__YOUR OBJECTIVE__
Give every line of the records below as a numbered list, skipping blank lines and leaving out the pictures.
○ ○ ○ ○ ○
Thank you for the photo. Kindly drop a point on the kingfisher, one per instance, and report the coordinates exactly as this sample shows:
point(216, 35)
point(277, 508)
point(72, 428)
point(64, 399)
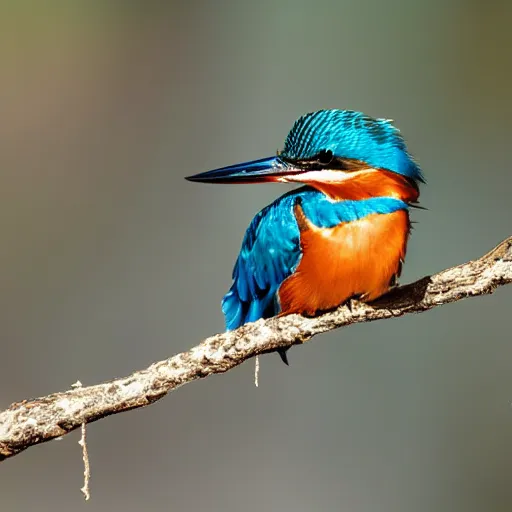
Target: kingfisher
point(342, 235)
○ ○ ○ ○ ○
__THE COMPLETED TASK__
1. Thank you for the photo. Kindly drop a point on the kingfisher, one per instance, and report the coordinates exactly as this sample shows:
2. point(216, 35)
3. point(277, 508)
4. point(72, 428)
5. point(64, 399)
6. Target: kingfisher
7. point(342, 235)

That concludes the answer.